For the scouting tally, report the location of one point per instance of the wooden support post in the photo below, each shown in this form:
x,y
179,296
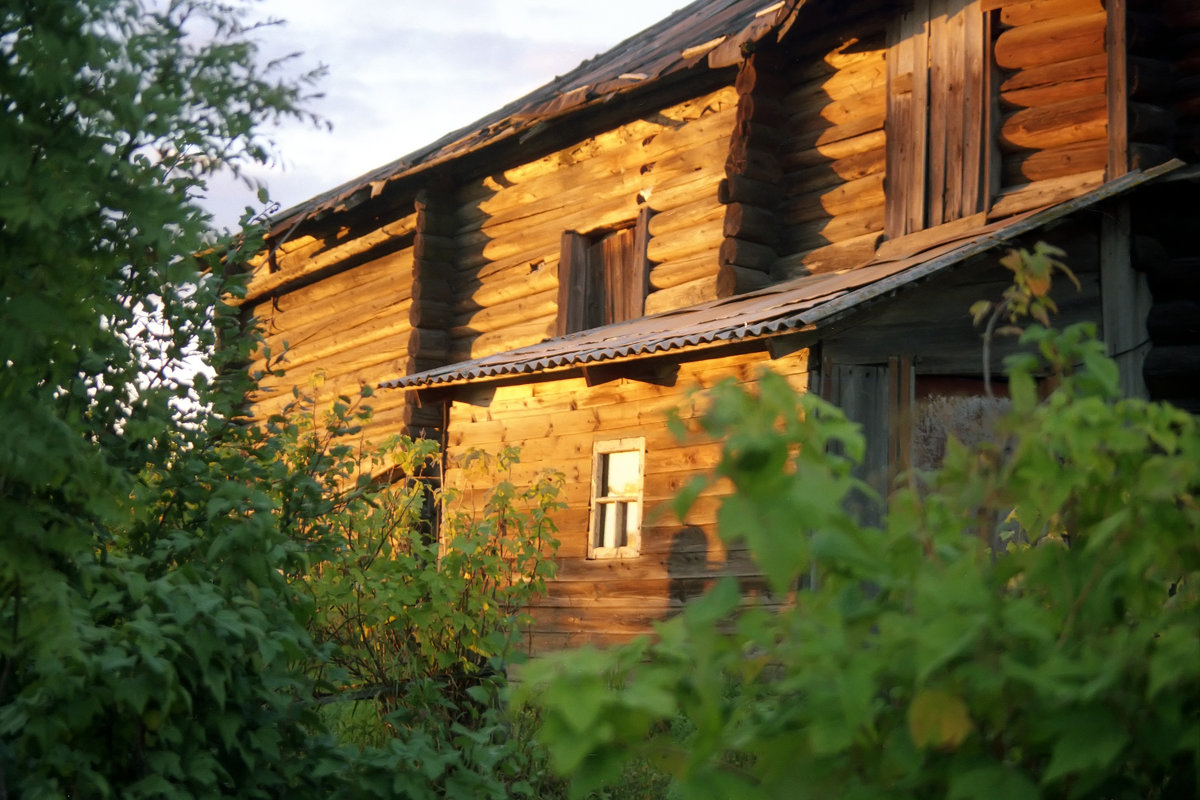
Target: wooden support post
x,y
1125,302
════════════════
• **Required work**:
Turn every line of the rows above into a numbered list, skipping any blank lines and leaving out the pictures.

• **Final result**:
1. For the scouting tally, report the location of one point per instance of the wooden support post in the photo below, each shown in this form:
2. x,y
3. 179,296
4. Target: wooden support post
5. x,y
6. 1125,302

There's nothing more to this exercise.